● **WORK TO DO**:
A - Translate this sentence from the forum post about a husband's online friendships into Spanish: "He has been inside the house for a year without going out."
B - Continue the forum post about a husband's online friendships, picking up right after its last sentence.

● **READING PASSAGE**:
[Begin]
# Is he cheating on me?



## feylovelyheart (Jun 13, 2009)

HI all...

I don't know if I can say that my H is cheating on me. what do you think?

My H has agrophobia so he barely goes out. He has been inside the house for a year without going out. Due to that, He spends almost his time in internet. Reading an article and chatting with his friends.

The problem is...

You can say that 90% of his online friends are females. He has this rules for me..."I couldn't talk to guys even in internet"...but yet he spends almost his time talking to the girls in internet. I even aware that almost all of his friends don't know that he is married and I am aware that he always tells them that he is single man where in fact he is married man with three kids (two from his previous married).

If I said something about it, he always said that they are only friends and they don't need to know that he is married but if I am the one who talks to a man and if I don't tell them that I am married, he accused me for cheating on him. 

All this time, I didn't complain about him talking to girls. I let him doing it but I feel offended if he doesn't tell them the truth if he is married. I feel that he is too embarrased to acknowledge me as his wife..as if he is ashamed to have me as a wife.

Lately..he is being so secretive. he always deletes any text messages that he gets from the girls or any messages that he sends them (he never does it before since he always open up about this matter so that I have no suspicious about it. but now..)
[End]
● **SUPPLIED ENTRIES**:
[Begin]
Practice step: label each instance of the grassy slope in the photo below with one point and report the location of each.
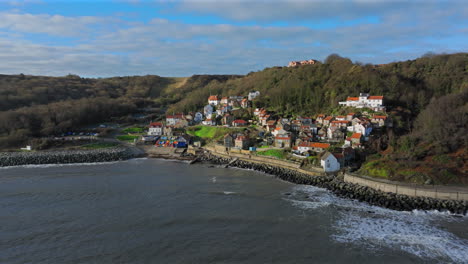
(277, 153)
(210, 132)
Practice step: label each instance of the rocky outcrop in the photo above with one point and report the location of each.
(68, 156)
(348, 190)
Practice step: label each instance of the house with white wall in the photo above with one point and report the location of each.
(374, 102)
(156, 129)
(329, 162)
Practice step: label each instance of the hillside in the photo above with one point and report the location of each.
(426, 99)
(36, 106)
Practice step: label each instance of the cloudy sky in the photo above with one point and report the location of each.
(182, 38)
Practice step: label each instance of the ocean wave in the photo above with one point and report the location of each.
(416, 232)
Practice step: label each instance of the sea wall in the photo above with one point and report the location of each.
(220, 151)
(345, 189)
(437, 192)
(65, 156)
[End]
[Begin]
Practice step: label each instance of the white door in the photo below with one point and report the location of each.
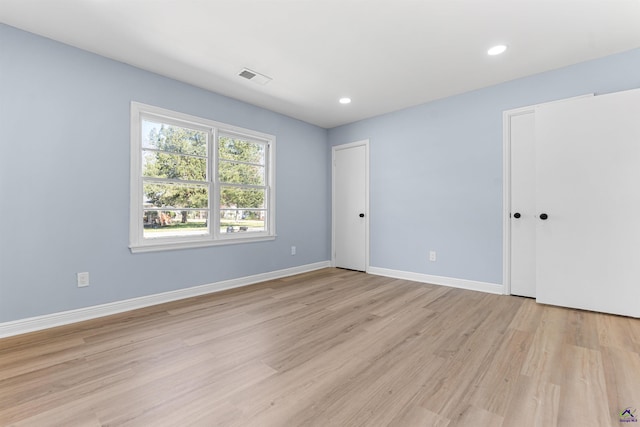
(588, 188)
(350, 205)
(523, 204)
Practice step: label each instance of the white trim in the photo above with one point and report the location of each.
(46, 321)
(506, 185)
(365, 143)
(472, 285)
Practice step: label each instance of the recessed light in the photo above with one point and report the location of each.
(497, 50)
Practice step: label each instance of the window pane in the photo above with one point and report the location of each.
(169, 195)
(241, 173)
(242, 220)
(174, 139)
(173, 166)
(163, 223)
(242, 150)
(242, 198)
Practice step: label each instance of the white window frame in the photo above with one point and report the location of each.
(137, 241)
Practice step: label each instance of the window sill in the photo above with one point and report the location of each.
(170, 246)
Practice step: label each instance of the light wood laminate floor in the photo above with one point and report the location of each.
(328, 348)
[End]
[Begin]
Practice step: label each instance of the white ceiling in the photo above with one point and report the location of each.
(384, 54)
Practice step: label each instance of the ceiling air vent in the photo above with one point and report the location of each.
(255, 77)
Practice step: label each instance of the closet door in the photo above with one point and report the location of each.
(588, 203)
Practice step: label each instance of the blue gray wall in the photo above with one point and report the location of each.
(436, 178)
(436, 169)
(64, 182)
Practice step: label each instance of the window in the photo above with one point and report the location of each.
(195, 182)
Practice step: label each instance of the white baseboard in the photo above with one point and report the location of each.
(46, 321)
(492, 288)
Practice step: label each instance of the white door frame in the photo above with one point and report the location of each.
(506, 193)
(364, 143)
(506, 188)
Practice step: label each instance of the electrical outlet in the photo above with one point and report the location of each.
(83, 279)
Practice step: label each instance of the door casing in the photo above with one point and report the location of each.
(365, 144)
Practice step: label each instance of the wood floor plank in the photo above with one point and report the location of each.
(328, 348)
[End]
● **RESULTS OF THE TASKS**:
A - Ha estado dentro de la casa durante un año sin salir.

B -
He even told me not to pick up the phone because he's afraid that the girls who call don't know if he is married. Even one day..he accused me for emailing one of the girl because one of them found out that he has kid (which it turned out he accidently sent his photograph to her with our son in the background. Even though he edited it to cover it up but apparently it didn't work). he was so piss and he threw the fan toward me. and I was speechless because I really didn't understand his accusation because I never send them anything and I even don't have their email addres.

I really don't know what he is up to? why he is acting up like that. Do you have idea?


----------



## swedish (Mar 6, 2008)

He sounds controlling and abusive. Sounds like he is overly paranoid about you cheating because of what he is doing...even if he doesn't leave the home, asking you to keep your marriage a secret and not answer the phone is ridiculous...I have no idea whether he does this because of his isolation or if he would do this anyway, but I don't think it matters 'why'....it's totally disrespectful to you, his wife.


----------



## dobo (Jun 30, 2009)

??? Don't pick up the phone? What kind of nonsense is that?


----------



## Sven (Nov 18, 2009)

I got this far in your message:



> I even aware that almost all of his friends don't know that he is married


And it is immediately apparant that YES THIS IS A PROBLEM.

Tell him he must stop or you're done.


----------



## crazybunnie25 (Nov 18, 2009)

To me he is not physically cheating on you but emotionally he is. My ex husband started to do so and it became physical after I confronted him about how he does not talk to me anymore. Things didnt work out for us because he decided not to stop.

Maybe confront him about how this is bothering you. Ask him how would he like it if you are doing the same thing? But do make an effort to show that he is hurting you emotionally.

Maybe it is time for you to step up a bit and take the kids and stay with family if you can not handle the way he is anymore.

But ask yourself before you converse with him. Can you live with him if he doesn't stop what he is doing? Are you willing to put alot of work to make your family life better?

Everything takes the both of you to work though this. So make sure you want to work this out before starting.


----------



## Betty (Nov 18, 2009)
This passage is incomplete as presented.